**TASK REQUIREMENTS**
Extract each line below that contains the word "draw". Treat the match as case-sensitive.

———

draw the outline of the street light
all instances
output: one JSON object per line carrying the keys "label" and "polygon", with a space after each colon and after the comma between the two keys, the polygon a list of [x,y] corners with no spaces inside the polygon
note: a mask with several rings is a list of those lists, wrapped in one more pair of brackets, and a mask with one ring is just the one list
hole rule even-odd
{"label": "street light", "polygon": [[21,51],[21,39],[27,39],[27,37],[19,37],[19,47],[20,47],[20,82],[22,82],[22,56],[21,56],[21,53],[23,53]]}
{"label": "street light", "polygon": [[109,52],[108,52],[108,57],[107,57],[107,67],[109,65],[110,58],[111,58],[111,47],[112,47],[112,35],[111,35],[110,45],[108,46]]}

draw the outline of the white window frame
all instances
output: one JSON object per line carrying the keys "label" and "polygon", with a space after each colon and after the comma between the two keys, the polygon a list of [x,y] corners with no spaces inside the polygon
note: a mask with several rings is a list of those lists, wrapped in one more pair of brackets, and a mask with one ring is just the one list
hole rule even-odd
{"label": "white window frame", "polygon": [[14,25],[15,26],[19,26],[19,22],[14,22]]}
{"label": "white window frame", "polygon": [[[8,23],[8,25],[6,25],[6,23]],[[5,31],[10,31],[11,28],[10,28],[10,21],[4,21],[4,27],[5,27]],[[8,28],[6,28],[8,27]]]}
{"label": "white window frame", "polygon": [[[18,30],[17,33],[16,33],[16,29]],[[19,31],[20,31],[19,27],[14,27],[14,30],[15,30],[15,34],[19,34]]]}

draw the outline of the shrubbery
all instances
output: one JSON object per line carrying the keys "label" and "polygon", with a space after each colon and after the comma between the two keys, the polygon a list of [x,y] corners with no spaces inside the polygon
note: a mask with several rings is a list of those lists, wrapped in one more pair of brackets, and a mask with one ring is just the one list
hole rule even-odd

———

**TASK RESULT**
draw the outline of the street light
draw the outline of the white window frame
draw the outline of the shrubbery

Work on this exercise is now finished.